Source document ▸
'''
# Re: [R] modeling binary response variables

From: Daniel Malter <daniel_at_umd.edu>
Date: Mon, 14 Jul 2008 18:07:15 -0700 (PDT)

This sounds like a good application for a binomial model as fitting a linear model may give you a fit outside the limits of the interval that you are allowed to observe (0,1). The binomial logit (or probit, or cloglog) fixes that issue.

Since you have a proportion (the probability of success), you have something between 0 and 1. I suggest you to transform that by multiplying that proportion by say 100 (or 1000). Then you round this value to the next integer. Say Y is currently your proportion, do new.Y=round(Y*100). Then you create the number of observations that make up the counter-probability of your observation. counter.Y=100-Y.

Then you can run the binomial as follows:

reg=glm(cbind(new.Y,counter.Y)~predictors,binomial) ##runs the regression summary(reg) ##shows the summary output of your regression fitted(reg) ##shows the predicted values given your data matrix and your estimated model

You will want to check a.) whether you need a binomial (if your probabilities are actually reasonably distributed in a much smaller interval than 0,1, then you may be okay with a linear model). b.) if a binomial is more appropriate, you will want to check whether your data is overdispersed. Look at whether your degrees of freedom in the summary of your model are about equal to the log-likelihood of the model. If not, choose option quasibinomial instead of option binomial when fitting the model.
'''
Given problem 1 ▸
Report every line of the rows that contains the word "bare", treating uppercase and lowercase as different.
The forum reply on modeling binary response variables has nothing to do with the rows.

Input for this task ▸
'''
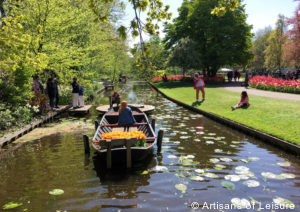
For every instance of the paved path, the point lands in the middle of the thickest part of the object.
(256, 92)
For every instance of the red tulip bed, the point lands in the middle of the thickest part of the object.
(275, 84)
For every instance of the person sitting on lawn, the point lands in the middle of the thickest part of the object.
(244, 102)
(125, 115)
(115, 98)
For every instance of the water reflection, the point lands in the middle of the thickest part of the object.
(197, 156)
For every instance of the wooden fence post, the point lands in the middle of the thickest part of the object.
(159, 140)
(86, 144)
(153, 124)
(108, 154)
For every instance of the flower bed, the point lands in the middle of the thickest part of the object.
(275, 84)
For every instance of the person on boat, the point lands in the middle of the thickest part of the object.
(75, 93)
(80, 97)
(125, 115)
(115, 98)
(199, 85)
(244, 102)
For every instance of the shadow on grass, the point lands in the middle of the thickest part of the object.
(181, 84)
(197, 103)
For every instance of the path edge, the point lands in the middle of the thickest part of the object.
(274, 141)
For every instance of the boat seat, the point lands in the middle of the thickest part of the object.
(117, 125)
(121, 129)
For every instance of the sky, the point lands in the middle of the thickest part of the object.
(261, 13)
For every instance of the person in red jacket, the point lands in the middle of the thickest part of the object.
(244, 102)
(199, 86)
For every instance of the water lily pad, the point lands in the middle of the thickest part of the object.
(284, 202)
(144, 172)
(240, 203)
(11, 205)
(172, 156)
(286, 163)
(214, 160)
(232, 177)
(226, 159)
(219, 167)
(269, 175)
(160, 168)
(227, 184)
(211, 175)
(181, 187)
(251, 183)
(253, 158)
(56, 192)
(197, 178)
(245, 160)
(288, 175)
(200, 171)
(241, 170)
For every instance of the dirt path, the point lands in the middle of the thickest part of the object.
(256, 92)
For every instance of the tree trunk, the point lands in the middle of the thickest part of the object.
(2, 11)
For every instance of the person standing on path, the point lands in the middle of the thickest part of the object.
(75, 93)
(37, 86)
(81, 97)
(246, 79)
(51, 92)
(199, 85)
(55, 87)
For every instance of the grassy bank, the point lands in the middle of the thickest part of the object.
(280, 118)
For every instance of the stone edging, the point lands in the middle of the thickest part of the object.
(280, 143)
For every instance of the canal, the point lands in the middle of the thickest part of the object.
(202, 162)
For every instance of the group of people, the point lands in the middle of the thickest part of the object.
(77, 94)
(199, 86)
(51, 89)
(233, 75)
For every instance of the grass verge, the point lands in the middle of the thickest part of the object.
(280, 118)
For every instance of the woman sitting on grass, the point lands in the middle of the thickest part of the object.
(125, 115)
(244, 102)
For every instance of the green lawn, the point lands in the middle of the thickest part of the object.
(280, 118)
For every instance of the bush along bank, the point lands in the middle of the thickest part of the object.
(275, 84)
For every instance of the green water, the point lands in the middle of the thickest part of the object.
(197, 156)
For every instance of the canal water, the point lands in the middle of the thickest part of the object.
(202, 164)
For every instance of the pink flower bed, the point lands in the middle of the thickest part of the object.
(275, 84)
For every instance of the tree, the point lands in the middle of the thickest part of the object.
(185, 55)
(259, 46)
(291, 48)
(273, 53)
(220, 40)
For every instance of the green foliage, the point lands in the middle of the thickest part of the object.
(285, 113)
(259, 46)
(185, 55)
(273, 53)
(220, 40)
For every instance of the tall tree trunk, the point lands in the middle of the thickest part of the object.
(2, 11)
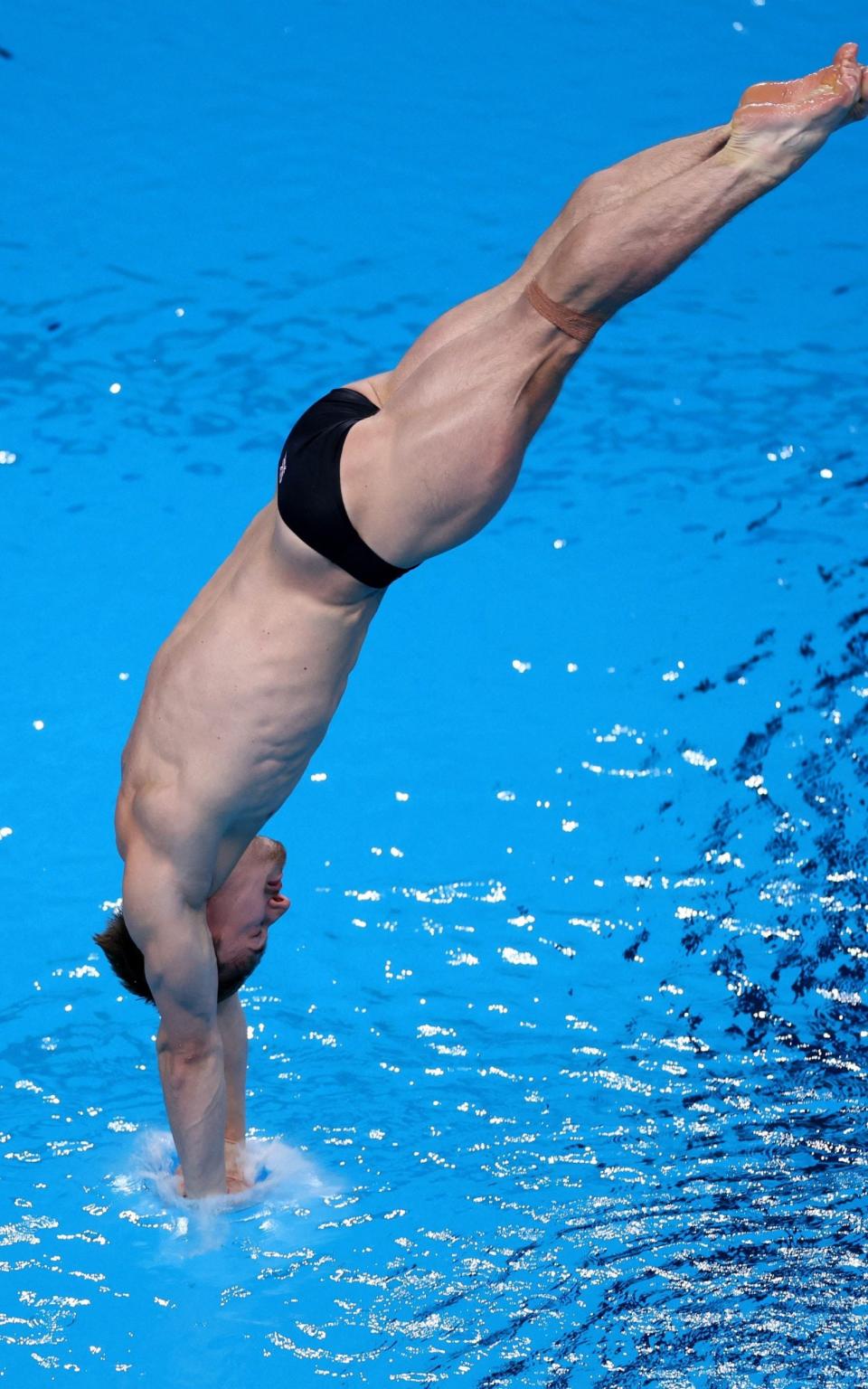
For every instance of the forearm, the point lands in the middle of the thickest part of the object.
(613, 257)
(194, 1093)
(233, 1034)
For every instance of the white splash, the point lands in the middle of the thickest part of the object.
(281, 1176)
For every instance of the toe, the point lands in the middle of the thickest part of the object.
(847, 53)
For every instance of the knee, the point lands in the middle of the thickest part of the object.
(601, 189)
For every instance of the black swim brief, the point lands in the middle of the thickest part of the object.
(308, 487)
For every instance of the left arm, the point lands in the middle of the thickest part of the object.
(233, 1034)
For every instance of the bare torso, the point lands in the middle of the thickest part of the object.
(238, 699)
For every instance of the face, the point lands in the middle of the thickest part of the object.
(243, 910)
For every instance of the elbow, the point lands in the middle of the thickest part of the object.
(191, 1047)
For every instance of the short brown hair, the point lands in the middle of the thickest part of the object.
(128, 963)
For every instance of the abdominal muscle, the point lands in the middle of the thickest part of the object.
(238, 699)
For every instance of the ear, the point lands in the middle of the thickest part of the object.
(275, 909)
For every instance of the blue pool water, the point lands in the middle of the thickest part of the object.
(559, 1060)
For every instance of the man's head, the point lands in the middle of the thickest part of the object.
(239, 915)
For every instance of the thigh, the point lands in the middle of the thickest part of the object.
(442, 456)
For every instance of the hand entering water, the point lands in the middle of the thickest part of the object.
(236, 1178)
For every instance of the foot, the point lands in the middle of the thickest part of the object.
(778, 126)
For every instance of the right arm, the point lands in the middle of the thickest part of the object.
(181, 969)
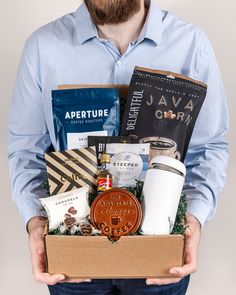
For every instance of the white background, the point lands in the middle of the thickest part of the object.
(18, 19)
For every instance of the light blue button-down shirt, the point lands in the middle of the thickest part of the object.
(69, 51)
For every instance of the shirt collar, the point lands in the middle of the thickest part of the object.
(152, 29)
(84, 25)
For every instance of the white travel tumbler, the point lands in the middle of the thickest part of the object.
(162, 190)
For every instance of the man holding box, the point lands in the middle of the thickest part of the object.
(100, 44)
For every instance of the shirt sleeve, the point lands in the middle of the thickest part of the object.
(207, 156)
(28, 137)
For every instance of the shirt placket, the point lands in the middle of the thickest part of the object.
(119, 66)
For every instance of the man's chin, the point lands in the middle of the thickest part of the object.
(112, 11)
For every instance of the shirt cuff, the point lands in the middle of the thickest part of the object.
(31, 209)
(198, 209)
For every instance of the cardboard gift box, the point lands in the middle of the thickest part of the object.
(97, 257)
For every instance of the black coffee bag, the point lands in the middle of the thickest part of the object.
(162, 109)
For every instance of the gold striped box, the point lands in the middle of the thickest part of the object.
(71, 169)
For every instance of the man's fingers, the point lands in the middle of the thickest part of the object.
(162, 281)
(46, 278)
(181, 272)
(77, 281)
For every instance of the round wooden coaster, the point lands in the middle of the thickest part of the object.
(116, 213)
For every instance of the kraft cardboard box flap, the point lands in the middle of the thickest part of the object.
(130, 257)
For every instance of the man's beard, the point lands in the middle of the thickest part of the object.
(112, 11)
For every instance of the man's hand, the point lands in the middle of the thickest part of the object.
(36, 227)
(193, 233)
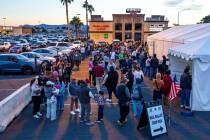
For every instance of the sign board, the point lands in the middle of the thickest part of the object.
(156, 120)
(131, 10)
(155, 29)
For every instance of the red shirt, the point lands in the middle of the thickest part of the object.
(167, 84)
(99, 71)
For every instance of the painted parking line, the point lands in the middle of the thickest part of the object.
(7, 89)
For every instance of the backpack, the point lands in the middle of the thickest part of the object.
(136, 93)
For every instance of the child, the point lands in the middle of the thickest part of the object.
(101, 102)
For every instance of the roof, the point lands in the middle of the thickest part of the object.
(199, 49)
(183, 34)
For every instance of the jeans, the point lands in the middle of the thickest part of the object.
(74, 101)
(153, 72)
(85, 112)
(36, 104)
(51, 108)
(100, 112)
(157, 95)
(147, 71)
(99, 81)
(110, 90)
(137, 108)
(124, 111)
(185, 97)
(60, 102)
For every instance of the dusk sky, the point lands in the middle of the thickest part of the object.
(19, 12)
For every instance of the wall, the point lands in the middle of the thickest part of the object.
(101, 31)
(13, 105)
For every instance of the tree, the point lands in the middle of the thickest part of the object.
(206, 19)
(76, 21)
(66, 2)
(89, 8)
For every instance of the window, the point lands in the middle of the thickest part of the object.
(118, 36)
(138, 26)
(128, 35)
(137, 37)
(128, 26)
(118, 26)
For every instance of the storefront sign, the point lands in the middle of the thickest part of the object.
(156, 120)
(131, 10)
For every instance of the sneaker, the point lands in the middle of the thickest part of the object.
(187, 107)
(89, 123)
(98, 121)
(77, 110)
(36, 116)
(72, 113)
(39, 114)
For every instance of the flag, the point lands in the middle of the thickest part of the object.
(175, 88)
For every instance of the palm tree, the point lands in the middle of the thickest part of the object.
(89, 8)
(66, 2)
(76, 21)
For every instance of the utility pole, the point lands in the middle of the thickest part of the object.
(87, 29)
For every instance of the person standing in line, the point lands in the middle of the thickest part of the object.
(84, 97)
(167, 80)
(137, 99)
(186, 86)
(99, 73)
(153, 66)
(110, 81)
(90, 68)
(138, 73)
(50, 93)
(73, 90)
(36, 98)
(147, 70)
(123, 96)
(60, 97)
(157, 87)
(101, 102)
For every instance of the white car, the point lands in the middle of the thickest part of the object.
(5, 46)
(46, 52)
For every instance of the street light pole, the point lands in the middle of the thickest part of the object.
(179, 14)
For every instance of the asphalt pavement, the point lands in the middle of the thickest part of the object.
(67, 127)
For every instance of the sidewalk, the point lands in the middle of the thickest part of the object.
(67, 127)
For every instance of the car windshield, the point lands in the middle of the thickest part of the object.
(21, 57)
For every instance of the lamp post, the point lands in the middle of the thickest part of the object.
(87, 36)
(181, 12)
(4, 19)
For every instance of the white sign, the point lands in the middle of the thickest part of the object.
(156, 120)
(154, 29)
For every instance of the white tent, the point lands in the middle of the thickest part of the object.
(160, 43)
(196, 54)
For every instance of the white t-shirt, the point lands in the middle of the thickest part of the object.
(112, 55)
(138, 74)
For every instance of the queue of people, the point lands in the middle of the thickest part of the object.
(121, 70)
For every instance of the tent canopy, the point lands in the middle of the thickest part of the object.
(199, 49)
(183, 34)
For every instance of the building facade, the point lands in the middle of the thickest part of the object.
(131, 26)
(101, 31)
(128, 26)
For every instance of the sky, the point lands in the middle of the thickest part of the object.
(19, 12)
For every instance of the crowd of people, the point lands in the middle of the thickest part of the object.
(120, 69)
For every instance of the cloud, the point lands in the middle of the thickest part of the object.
(173, 3)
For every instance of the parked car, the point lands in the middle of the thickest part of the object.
(45, 52)
(40, 59)
(20, 49)
(16, 63)
(5, 46)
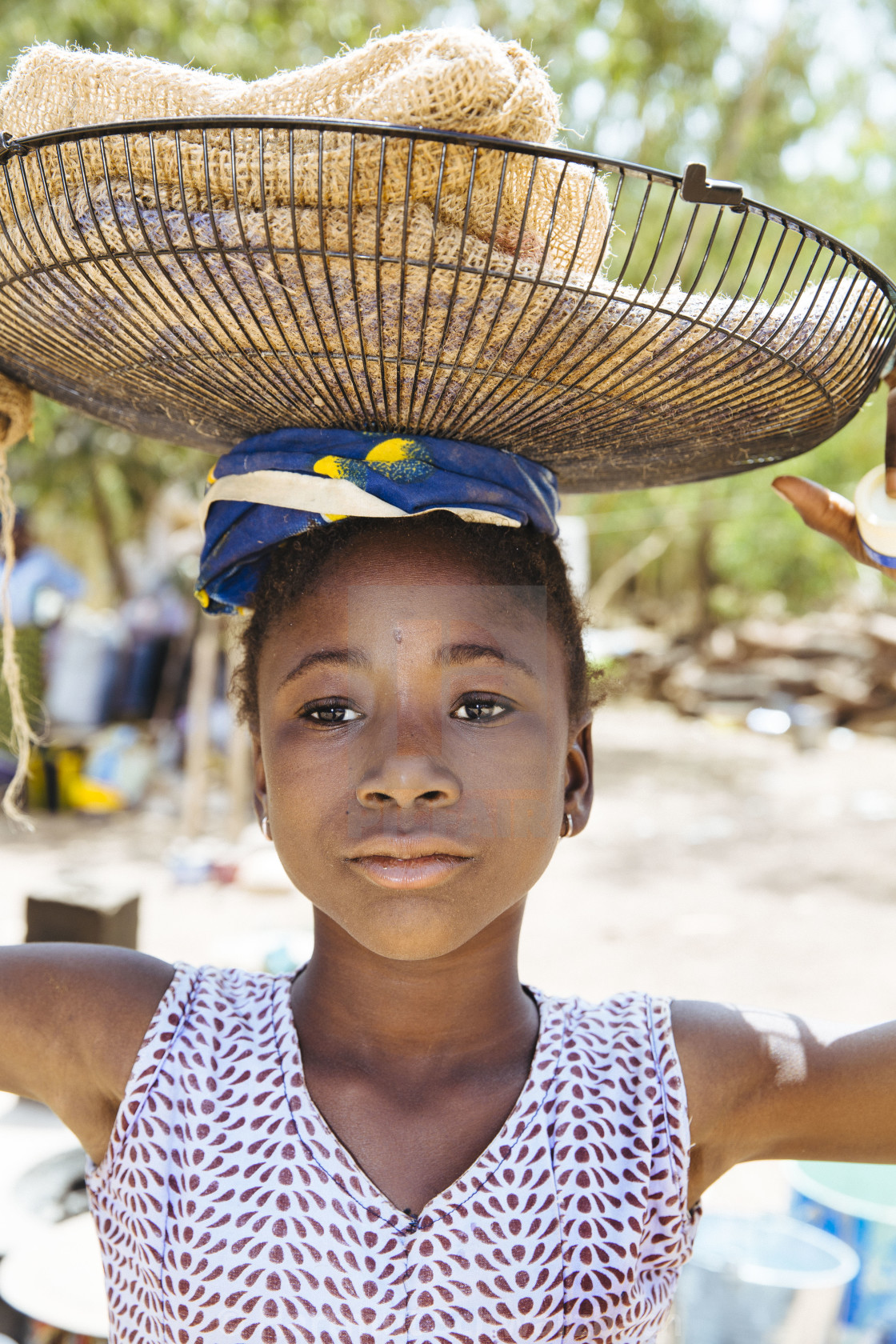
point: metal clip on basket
(206, 280)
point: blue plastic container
(858, 1203)
(766, 1280)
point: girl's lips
(426, 870)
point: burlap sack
(429, 339)
(226, 282)
(446, 79)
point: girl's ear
(259, 798)
(579, 781)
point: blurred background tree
(793, 98)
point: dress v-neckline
(320, 1138)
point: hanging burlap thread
(15, 424)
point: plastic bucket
(765, 1280)
(858, 1203)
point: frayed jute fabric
(206, 284)
(446, 79)
(15, 424)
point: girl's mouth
(413, 873)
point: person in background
(41, 586)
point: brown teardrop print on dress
(227, 1209)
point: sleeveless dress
(227, 1209)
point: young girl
(405, 1142)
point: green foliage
(795, 100)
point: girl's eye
(480, 710)
(330, 715)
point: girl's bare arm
(769, 1085)
(71, 1020)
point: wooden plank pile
(832, 668)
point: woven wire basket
(206, 280)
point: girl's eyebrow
(328, 658)
(460, 655)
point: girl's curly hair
(504, 555)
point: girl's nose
(406, 781)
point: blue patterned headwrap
(274, 486)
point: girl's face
(415, 756)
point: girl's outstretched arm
(769, 1085)
(71, 1020)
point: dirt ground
(718, 865)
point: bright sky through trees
(793, 98)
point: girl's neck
(465, 1010)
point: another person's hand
(826, 512)
(830, 514)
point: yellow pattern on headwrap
(393, 450)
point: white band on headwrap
(322, 495)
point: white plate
(55, 1276)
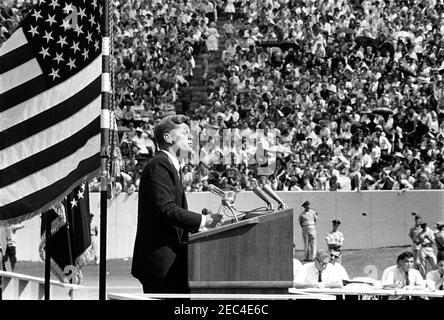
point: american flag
(50, 101)
(70, 220)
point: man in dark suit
(160, 259)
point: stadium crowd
(349, 95)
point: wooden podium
(254, 255)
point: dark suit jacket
(163, 221)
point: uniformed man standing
(335, 239)
(427, 239)
(439, 237)
(307, 220)
(414, 235)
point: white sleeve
(202, 223)
(387, 278)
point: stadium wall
(370, 219)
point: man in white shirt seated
(335, 261)
(318, 274)
(402, 275)
(436, 277)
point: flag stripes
(48, 99)
(50, 136)
(43, 159)
(20, 74)
(50, 102)
(49, 117)
(23, 92)
(29, 203)
(49, 175)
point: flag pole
(47, 255)
(104, 144)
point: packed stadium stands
(349, 95)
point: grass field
(358, 263)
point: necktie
(441, 287)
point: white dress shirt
(176, 164)
(395, 276)
(308, 274)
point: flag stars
(44, 52)
(37, 15)
(75, 46)
(91, 20)
(62, 41)
(68, 8)
(82, 13)
(65, 24)
(33, 31)
(88, 37)
(51, 20)
(54, 74)
(73, 203)
(48, 36)
(78, 29)
(71, 63)
(85, 54)
(54, 4)
(58, 58)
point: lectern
(254, 255)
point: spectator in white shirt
(402, 275)
(436, 277)
(318, 274)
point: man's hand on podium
(212, 219)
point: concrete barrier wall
(370, 219)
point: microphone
(215, 190)
(262, 195)
(274, 196)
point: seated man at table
(318, 274)
(402, 275)
(436, 277)
(335, 261)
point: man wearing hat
(94, 231)
(335, 239)
(426, 241)
(307, 221)
(439, 237)
(414, 235)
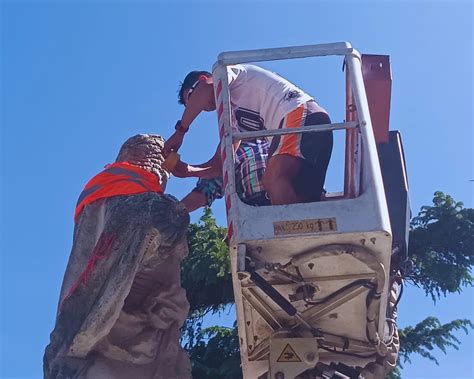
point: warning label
(288, 355)
(317, 225)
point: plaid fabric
(250, 163)
(212, 189)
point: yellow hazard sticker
(316, 225)
(288, 355)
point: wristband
(178, 127)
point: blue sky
(80, 77)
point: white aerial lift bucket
(311, 281)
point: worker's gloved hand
(173, 143)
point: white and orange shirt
(260, 99)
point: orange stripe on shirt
(290, 143)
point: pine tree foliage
(428, 335)
(441, 254)
(441, 247)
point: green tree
(441, 254)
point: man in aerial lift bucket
(260, 100)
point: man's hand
(181, 170)
(173, 143)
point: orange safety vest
(117, 179)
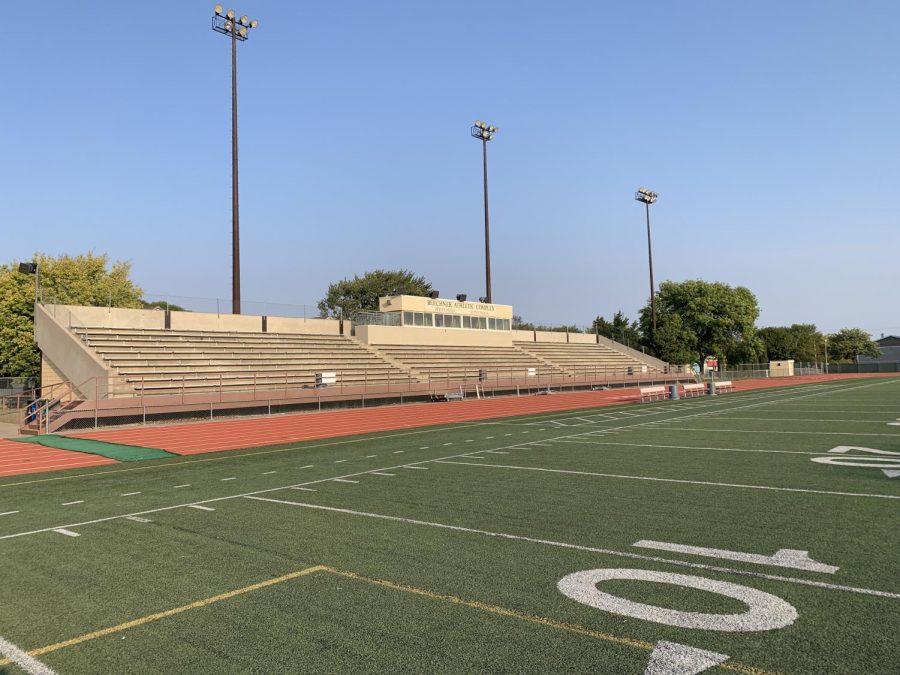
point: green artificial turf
(122, 453)
(497, 515)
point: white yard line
(575, 441)
(772, 431)
(743, 486)
(68, 533)
(577, 547)
(809, 420)
(27, 663)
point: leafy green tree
(800, 341)
(361, 293)
(697, 318)
(162, 304)
(619, 329)
(848, 343)
(72, 280)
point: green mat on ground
(123, 453)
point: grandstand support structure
(104, 366)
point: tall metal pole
(235, 219)
(487, 228)
(652, 286)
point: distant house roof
(888, 355)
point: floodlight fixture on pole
(35, 269)
(238, 28)
(485, 132)
(649, 197)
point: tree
(71, 280)
(698, 318)
(800, 341)
(848, 343)
(619, 329)
(162, 304)
(361, 293)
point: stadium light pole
(225, 22)
(485, 132)
(35, 269)
(648, 197)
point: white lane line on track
(14, 535)
(590, 549)
(671, 480)
(26, 662)
(68, 533)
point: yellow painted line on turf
(170, 612)
(523, 616)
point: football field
(752, 532)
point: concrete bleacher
(587, 360)
(159, 361)
(435, 363)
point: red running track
(195, 438)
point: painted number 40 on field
(886, 460)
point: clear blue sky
(769, 130)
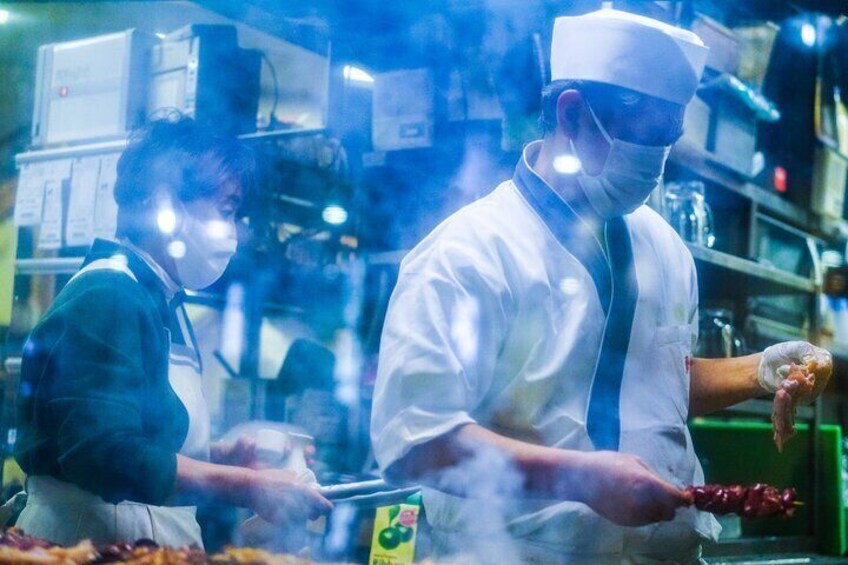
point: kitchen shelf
(117, 145)
(707, 166)
(838, 349)
(746, 274)
(48, 266)
(763, 408)
(774, 330)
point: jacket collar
(147, 278)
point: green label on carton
(393, 542)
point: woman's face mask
(209, 246)
(630, 173)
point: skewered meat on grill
(758, 501)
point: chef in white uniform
(536, 369)
(113, 427)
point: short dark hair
(595, 91)
(185, 158)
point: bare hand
(242, 453)
(278, 497)
(624, 490)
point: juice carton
(393, 542)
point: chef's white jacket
(508, 315)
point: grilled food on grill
(18, 548)
(758, 501)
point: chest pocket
(674, 348)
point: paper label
(105, 208)
(50, 235)
(29, 200)
(81, 206)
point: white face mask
(630, 173)
(209, 246)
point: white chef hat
(630, 51)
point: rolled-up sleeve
(438, 353)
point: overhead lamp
(566, 164)
(166, 221)
(808, 34)
(355, 74)
(334, 215)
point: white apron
(64, 513)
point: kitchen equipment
(404, 110)
(90, 89)
(736, 109)
(687, 212)
(723, 44)
(743, 452)
(201, 71)
(696, 122)
(755, 46)
(717, 336)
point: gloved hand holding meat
(796, 372)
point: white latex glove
(774, 364)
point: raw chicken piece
(799, 384)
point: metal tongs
(367, 494)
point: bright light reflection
(176, 249)
(464, 328)
(566, 164)
(808, 34)
(356, 74)
(218, 229)
(569, 286)
(334, 215)
(166, 220)
(119, 258)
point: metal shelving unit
(48, 266)
(750, 274)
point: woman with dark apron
(113, 427)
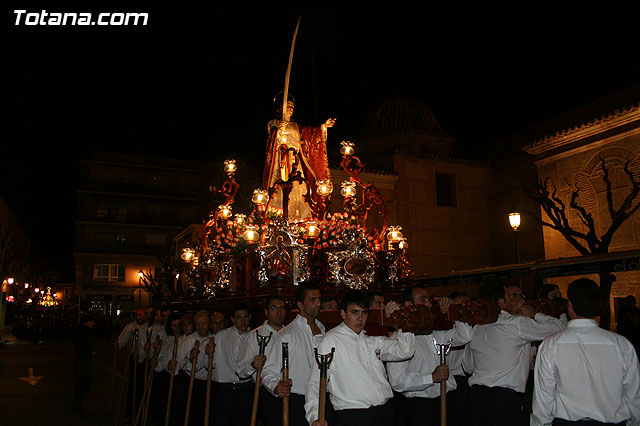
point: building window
(446, 189)
(106, 272)
(155, 239)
'''
Given problem 2 ▸
Pick up the forum reply on modeling binary response variables after its last sentence and keep writing it.

Task response 1 ▸
For every instance of the bare torso, the point lands in the middle of the thickest part of the object.
point: girl's bare arm
point: bare hand

Task response 2 ▸
Best,
Daniel

Kevin J Emerson wrote:
>
> R-devotees,
>
> I have a question about modeling in the case where the response variable
> is
> binary.
>
> I have a case where I have a response variable that is the probability of
> success, and four descriptor variables, The response has a sigmoid
> response
> with one of the variables. I would like to test for the effect of the
> various descriptor variables on the percentage success of the binary
> trait.
> I have looked at glm with family = "binomial" but am not sure I totally
> understand its use (and therefore am not sure it is the appropriate test)
> and am looking for two things: (1) is glm with family = 'binomial' the
> right
> way to do this, and (2) are there any good references on how it works.
> I have posted a plot of a sample of the data I am looking at as well as
> the
> sample data used to generate the plots.
>
> Sample Plot: http://www.uoregon.edu/~kemerson/tmp/plot.pdf
> Sample Data: http://www.uoregon.edu/~kemerson/tmp/data.csv
>
> Response variable is percent.dev (se2.dev are the errors from binomial
> estimates given probability and number of samples).
>
> Descriptor variables are num.days, ppd, temp, and pop.
>
> Any help would be greatly appreciated.
>
> Cheers,
> Kevin Emerson
>
>
> ====================================
> Kevin J. Emerson
> 1210 University of Oregon
> Eugene, OR, 97403
> email: kemerson_at_uoregon.edu
> web: http://evodevo.uoregon.edu/people/emerson.html
>
> ______________________________________________
> R-help_at_r-project.org mailing list
> https://stat.ethz.ch/mailman/listinfo/r-help
> http://www.R-project.org/posting-guide.html
> and provide commented, minimal, self-contained, reproducible code.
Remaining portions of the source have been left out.